* _Action item_
What is wanted is the line holding "tag the grassy field" and every later line through the end of the entries, set down exactly.

Dataset entries:

··········

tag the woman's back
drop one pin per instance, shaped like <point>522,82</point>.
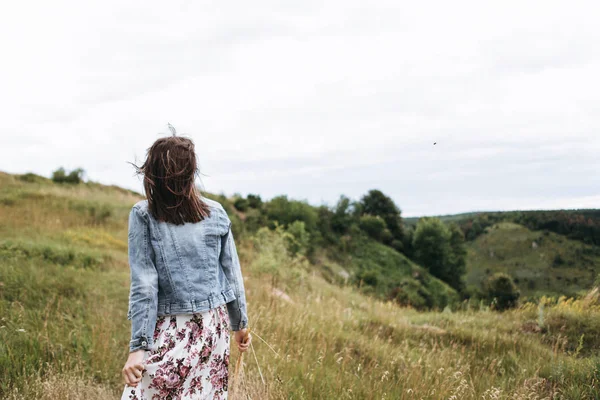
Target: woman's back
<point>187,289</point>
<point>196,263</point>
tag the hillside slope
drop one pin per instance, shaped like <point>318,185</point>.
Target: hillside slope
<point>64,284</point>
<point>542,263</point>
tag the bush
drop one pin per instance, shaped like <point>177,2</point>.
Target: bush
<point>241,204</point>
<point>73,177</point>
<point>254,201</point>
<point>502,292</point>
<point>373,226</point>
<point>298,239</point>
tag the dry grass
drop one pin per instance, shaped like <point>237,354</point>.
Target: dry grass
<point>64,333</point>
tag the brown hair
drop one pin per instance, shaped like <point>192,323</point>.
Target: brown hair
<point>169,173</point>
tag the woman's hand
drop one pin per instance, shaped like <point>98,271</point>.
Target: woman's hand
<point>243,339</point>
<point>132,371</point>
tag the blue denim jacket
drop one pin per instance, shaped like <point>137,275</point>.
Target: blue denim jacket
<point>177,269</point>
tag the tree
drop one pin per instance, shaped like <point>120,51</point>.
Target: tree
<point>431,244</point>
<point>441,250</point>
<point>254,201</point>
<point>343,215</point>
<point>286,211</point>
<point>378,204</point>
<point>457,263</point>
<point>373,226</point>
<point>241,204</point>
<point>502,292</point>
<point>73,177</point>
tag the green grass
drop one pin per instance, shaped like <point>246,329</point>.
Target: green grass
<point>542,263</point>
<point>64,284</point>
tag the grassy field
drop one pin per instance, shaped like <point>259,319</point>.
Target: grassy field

··········

* _The answer_
tag the grassy field
drop one pin per instance, shaped like <point>259,319</point>.
Target: grassy field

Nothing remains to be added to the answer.